> [Your task]
The output should be all entries, each matching the original exactly.

> [Records provided]
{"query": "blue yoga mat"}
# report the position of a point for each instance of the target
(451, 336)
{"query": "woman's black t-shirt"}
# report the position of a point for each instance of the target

> [Finished task]
{"query": "blue yoga mat"}
# report the position of a point for each instance of the target
(451, 336)
{"query": "woman's black t-shirt"}
# report the position of a point for each instance of the target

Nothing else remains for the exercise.